Turn the entries below into a Markdown table with two columns, "No." and "Text". Each nonblank line gets its own row, numbered in order.

::::::::

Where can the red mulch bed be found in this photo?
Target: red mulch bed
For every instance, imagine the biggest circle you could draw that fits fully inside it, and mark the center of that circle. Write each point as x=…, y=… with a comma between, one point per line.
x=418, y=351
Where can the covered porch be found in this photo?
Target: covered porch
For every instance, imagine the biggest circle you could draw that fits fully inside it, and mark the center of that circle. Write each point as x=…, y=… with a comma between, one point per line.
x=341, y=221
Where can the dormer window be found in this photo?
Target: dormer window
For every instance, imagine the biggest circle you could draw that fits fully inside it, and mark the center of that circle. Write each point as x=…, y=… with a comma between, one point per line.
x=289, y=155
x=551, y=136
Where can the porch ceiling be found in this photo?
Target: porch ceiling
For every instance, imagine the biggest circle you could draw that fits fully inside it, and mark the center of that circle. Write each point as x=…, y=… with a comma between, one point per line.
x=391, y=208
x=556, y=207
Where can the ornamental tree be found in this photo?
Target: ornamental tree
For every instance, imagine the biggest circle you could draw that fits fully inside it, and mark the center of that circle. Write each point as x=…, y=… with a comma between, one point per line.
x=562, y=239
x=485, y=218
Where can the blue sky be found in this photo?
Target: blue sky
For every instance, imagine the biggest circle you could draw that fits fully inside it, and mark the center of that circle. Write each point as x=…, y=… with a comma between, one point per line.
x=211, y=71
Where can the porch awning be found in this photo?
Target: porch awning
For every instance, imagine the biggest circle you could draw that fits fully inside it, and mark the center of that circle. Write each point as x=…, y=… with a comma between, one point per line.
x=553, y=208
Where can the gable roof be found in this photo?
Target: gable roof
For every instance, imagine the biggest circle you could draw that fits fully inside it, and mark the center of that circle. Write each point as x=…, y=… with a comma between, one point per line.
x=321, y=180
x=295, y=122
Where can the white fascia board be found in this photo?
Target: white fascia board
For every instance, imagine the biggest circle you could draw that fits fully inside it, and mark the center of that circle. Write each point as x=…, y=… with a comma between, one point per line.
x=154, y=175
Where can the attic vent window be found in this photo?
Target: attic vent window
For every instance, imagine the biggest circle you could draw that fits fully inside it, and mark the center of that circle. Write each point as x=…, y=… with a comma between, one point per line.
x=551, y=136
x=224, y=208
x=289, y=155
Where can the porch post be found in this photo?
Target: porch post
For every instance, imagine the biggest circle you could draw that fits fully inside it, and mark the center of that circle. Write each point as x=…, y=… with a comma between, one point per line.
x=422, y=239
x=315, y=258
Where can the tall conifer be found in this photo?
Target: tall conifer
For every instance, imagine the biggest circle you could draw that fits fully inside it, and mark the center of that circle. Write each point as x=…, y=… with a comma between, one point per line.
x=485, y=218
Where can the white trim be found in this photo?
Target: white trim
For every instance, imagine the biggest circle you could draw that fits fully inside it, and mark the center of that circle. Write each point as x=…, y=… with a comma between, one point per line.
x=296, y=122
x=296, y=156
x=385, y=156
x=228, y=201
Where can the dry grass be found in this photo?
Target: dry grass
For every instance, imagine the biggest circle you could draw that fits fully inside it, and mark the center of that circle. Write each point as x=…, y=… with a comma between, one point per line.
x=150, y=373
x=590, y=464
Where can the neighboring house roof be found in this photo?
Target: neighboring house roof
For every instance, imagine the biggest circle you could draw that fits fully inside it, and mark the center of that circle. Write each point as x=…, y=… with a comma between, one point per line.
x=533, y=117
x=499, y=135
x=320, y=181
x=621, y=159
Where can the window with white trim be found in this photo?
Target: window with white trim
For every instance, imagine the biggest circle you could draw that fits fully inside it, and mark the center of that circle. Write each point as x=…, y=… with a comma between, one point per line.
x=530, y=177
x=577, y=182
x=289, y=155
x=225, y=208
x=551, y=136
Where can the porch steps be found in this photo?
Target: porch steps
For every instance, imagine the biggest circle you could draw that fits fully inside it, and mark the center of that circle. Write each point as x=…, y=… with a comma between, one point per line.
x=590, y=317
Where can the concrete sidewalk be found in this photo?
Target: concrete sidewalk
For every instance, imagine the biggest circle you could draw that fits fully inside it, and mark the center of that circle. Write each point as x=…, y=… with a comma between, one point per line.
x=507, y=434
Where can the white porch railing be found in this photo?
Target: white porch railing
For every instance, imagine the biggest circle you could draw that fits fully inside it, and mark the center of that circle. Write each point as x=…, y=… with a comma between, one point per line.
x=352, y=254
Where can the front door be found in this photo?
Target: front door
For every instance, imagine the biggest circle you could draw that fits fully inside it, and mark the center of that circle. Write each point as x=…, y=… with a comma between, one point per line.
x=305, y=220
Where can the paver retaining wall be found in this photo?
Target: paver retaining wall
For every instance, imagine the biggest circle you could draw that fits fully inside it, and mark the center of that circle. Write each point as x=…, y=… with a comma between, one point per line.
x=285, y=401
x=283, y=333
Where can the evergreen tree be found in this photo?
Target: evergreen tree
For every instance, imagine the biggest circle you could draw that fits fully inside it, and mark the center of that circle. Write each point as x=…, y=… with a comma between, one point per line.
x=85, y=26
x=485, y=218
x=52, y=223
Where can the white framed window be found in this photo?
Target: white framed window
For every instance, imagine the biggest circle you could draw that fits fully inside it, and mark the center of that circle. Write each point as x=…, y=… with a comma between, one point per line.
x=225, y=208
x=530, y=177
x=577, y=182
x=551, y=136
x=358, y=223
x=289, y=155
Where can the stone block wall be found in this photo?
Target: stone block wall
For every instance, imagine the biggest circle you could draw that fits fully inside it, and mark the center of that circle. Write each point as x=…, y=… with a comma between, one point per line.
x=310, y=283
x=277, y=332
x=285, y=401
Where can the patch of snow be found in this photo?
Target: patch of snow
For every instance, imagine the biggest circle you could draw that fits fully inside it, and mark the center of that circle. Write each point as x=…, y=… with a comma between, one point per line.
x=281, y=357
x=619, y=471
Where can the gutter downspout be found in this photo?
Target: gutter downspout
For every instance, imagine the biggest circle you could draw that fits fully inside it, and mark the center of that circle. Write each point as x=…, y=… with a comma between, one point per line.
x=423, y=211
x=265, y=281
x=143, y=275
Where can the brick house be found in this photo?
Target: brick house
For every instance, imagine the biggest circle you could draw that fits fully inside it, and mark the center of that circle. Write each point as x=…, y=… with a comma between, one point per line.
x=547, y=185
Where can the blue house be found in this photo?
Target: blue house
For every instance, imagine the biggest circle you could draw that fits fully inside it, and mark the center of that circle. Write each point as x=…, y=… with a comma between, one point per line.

::::::::

▶ [Result of the task]:
| No. | Text |
|---|---|
| 1 | Where can the red mulch bed be found in this photo? |
| 2 | Target: red mulch bed |
| 3 | For every instance, imagine the biggest circle you could draw that fits fully inside it, and mark the center of that circle. Write each point as x=…, y=… with a comma between, one point per line. |
| 4 | x=418, y=351 |
| 5 | Where can the covered porch be found in this photo? |
| 6 | Target: covered porch |
| 7 | For every instance, imagine the biggest circle you could draw that fits fully inside it, and mark the center of that circle. Write each point as x=…, y=… with a comma between, one point per line. |
| 8 | x=341, y=221 |
| 9 | Where can the dormer window be found in this photo? |
| 10 | Target: dormer window |
| 11 | For every instance, imagine the biggest circle you could draw that fits fully inside it, and mark the center of that circle. Write each point as x=…, y=… with a comma between, one point per line. |
| 12 | x=289, y=155 |
| 13 | x=551, y=136 |
| 14 | Where can the porch ceiling be found in this photo? |
| 15 | Target: porch ceiling |
| 16 | For every instance, imagine the biggest circle you could draw that fits fully inside it, and mark the center of that circle. Write each point as x=…, y=… with a comma between, one point per line. |
| 17 | x=391, y=208 |
| 18 | x=556, y=207 |
| 19 | Where can the ornamental tree be found in this photo? |
| 20 | Target: ornamental tree |
| 21 | For every instance, imagine the biggest circle you could draw that fits fully inside it, and mark the center of that circle. Write each point as x=…, y=… with a comma between, one point per line. |
| 22 | x=562, y=239 |
| 23 | x=485, y=218 |
| 24 | Where can the blue sky be found in this photo? |
| 25 | Target: blue sky |
| 26 | For every instance, imagine the biggest circle you could draw that fits fully inside it, and mark the center of that circle. Write each point as x=…, y=… with a comma between, one point per line. |
| 27 | x=211, y=71 |
| 28 | Where can the porch awning be found in this photo? |
| 29 | Target: porch awning |
| 30 | For every instance, imagine the biggest circle you could draw that fits fully inside it, and mark the center of that circle. Write each point as x=…, y=… with a comma between, one point per line. |
| 31 | x=553, y=208 |
| 32 | Where can the gable roof be found in this photo? |
| 33 | Target: gable roof |
| 34 | For every instance, imagine the biggest circle you could draw that fits fully inside it, and mark the center of that circle. Write each point as x=…, y=… with a comma between, one point per line. |
| 35 | x=321, y=180 |
| 36 | x=295, y=122 |
| 37 | Where can the white fascia board be found in this photo? |
| 38 | Target: white fascia board |
| 39 | For every instance, imagine the biggest circle you could draw that fits fully inside it, and mark the center of that circle. Write each point as x=…, y=… with a comma between, one point per line. |
| 40 | x=154, y=175 |
| 41 | Where can the attic vent window be found in this photo? |
| 42 | Target: attic vent window |
| 43 | For every instance, imagine the biggest circle you could draw that fits fully inside it, and mark the center of that circle. Write each point as x=…, y=… with a comma between, one point per line. |
| 44 | x=551, y=136 |
| 45 | x=224, y=208 |
| 46 | x=289, y=155 |
| 47 | Where can the porch post be found in this photo? |
| 48 | Target: porch post |
| 49 | For every instance, imagine the biggest circle you could draw that fits fully inside it, and mark the center of that circle. Write each point as x=…, y=… with a comma between, one point per line. |
| 50 | x=422, y=239 |
| 51 | x=315, y=258 |
| 52 | Where can the tall conifer be found in this photo? |
| 53 | Target: tall conifer |
| 54 | For every instance, imagine the biggest circle you could draw that fits fully inside it, and mark the center of that circle. Write each point as x=…, y=… with a comma between, one point per line. |
| 55 | x=485, y=218 |
| 56 | Where can the white trim be found in this photo? |
| 57 | Target: white trim |
| 58 | For every instance, imagine the biggest circle you could draw that fits fully inside it, and mark the center of that circle. Write each point as x=…, y=… with a comma between, one point per line. |
| 59 | x=296, y=122 |
| 60 | x=296, y=156 |
| 61 | x=385, y=156 |
| 62 | x=228, y=201 |
| 63 | Where can the dry grass be found in this photo? |
| 64 | Target: dry grass |
| 65 | For every instance, imagine the biggest circle you could draw that fits fully inside it, and mark the center of that circle. Write each point as x=…, y=… with a comma between, one point per line. |
| 66 | x=150, y=373 |
| 67 | x=590, y=464 |
| 68 | Where can the neighboring house roof be found in this photo? |
| 69 | Target: neighboring house roof |
| 70 | For every instance, imagine the biggest circle you could draw that fits fully inside it, and mark the center of that circle. Write each point as x=…, y=… with a comma between, one point per line. |
| 71 | x=533, y=117 |
| 72 | x=499, y=135 |
| 73 | x=320, y=181 |
| 74 | x=621, y=159 |
| 75 | Where can the window with white trim be found in this photo? |
| 76 | Target: window with white trim |
| 77 | For every instance, imagine the biggest circle you could draw that fits fully inside it, and mark the center of that circle. Write each point as x=…, y=… with a comma between, one point per line. |
| 78 | x=530, y=177 |
| 79 | x=577, y=182 |
| 80 | x=289, y=155 |
| 81 | x=225, y=208 |
| 82 | x=551, y=136 |
| 83 | Where can the porch steps be found in this photo? |
| 84 | Target: porch steps |
| 85 | For every instance, imagine the biggest circle you could draw that fits fully inside it, and mark the center of that circle. Write each point as x=…, y=… with a comma between, one point per line. |
| 86 | x=590, y=317 |
| 87 | Where can the concrete sidewalk be found in this photo? |
| 88 | Target: concrete sidewalk |
| 89 | For every instance, imagine the biggest circle you could draw that fits fully inside it, and mark the center of that circle. Write each point as x=…, y=… with a comma between, one point per line. |
| 90 | x=507, y=434 |
| 91 | Where can the white porch railing be found in this photo? |
| 92 | Target: white porch railing |
| 93 | For every instance, imagine the biggest circle you could draw that fits fully inside it, and mark the center of that circle. Write each point as x=…, y=… with a comma between, one point per line. |
| 94 | x=352, y=254 |
| 95 | Where can the front door be found in this photo? |
| 96 | Target: front door |
| 97 | For every instance, imagine the biggest circle you could draw that fits fully inside it, and mark the center of that circle. Write each point as x=…, y=… with a comma between, one point per line. |
| 98 | x=305, y=220 |
| 99 | Where can the paver retaining wall be found in this photo? |
| 100 | Target: paver retaining wall |
| 101 | For every instance, imagine the biggest circle you could draw that fits fully inside it, and mark the center of that circle. Write each point as x=…, y=… with a comma between, one point per line. |
| 102 | x=285, y=401 |
| 103 | x=283, y=333 |
| 104 | Where can the evergreen tree be found in this photo? |
| 105 | Target: evergreen tree |
| 106 | For every instance, imagine the biggest circle you could draw that fits fully inside it, and mark the center of that circle. Write each point as x=…, y=… with a comma between, one point per line. |
| 107 | x=85, y=26 |
| 108 | x=485, y=218 |
| 109 | x=52, y=223 |
| 110 | Where can the white framed window be found in this photo? |
| 111 | Target: white framed window |
| 112 | For every instance, imagine the biggest circle you could draw that fits fully inside it, and mark the center of that circle. Write each point as x=…, y=… with a comma between, one point per line. |
| 113 | x=225, y=208 |
| 114 | x=530, y=177 |
| 115 | x=577, y=182 |
| 116 | x=551, y=136 |
| 117 | x=358, y=223 |
| 118 | x=289, y=155 |
| 119 | Where can the stone block wall be found in this photo? |
| 120 | Target: stone block wall |
| 121 | For every instance, imagine the biggest circle you could draw that fits fully inside it, and mark the center of that circle. Write each point as x=…, y=… with a comma between, one point per line. |
| 122 | x=310, y=283 |
| 123 | x=277, y=332 |
| 124 | x=285, y=401 |
| 125 | Where can the patch of snow be found in this photo? |
| 126 | Target: patch of snow |
| 127 | For every instance, imagine the biggest circle you could draw that fits fully inside it, and mark the center of that circle. Write each point as x=…, y=… with a comma between, one point per line. |
| 128 | x=281, y=357 |
| 129 | x=619, y=471 |
| 130 | Where can the gutter downspout be found in this photo? |
| 131 | Target: gutter downspout |
| 132 | For every instance, imagine the biggest circle you could draw that fits fully inside it, and mark the center of that circle. Write each point as x=…, y=… with a comma between, one point per line. |
| 133 | x=423, y=211 |
| 134 | x=265, y=281 |
| 135 | x=143, y=275 |
| 136 | Where can the brick house be found in this photo? |
| 137 | Target: brick house |
| 138 | For every instance, imagine the biggest circle you could draw that fits fully inside it, and mark the center of that circle. Write each point as x=…, y=… with a comma between, one point per line. |
| 139 | x=547, y=185 |
| 140 | Where can the blue house be found in this photo? |
| 141 | Target: blue house |
| 142 | For every instance, imagine the biggest circle you could draw that fits fully inside it, and mark the center of that circle. Write each point as x=…, y=… with a comma between, one point per line. |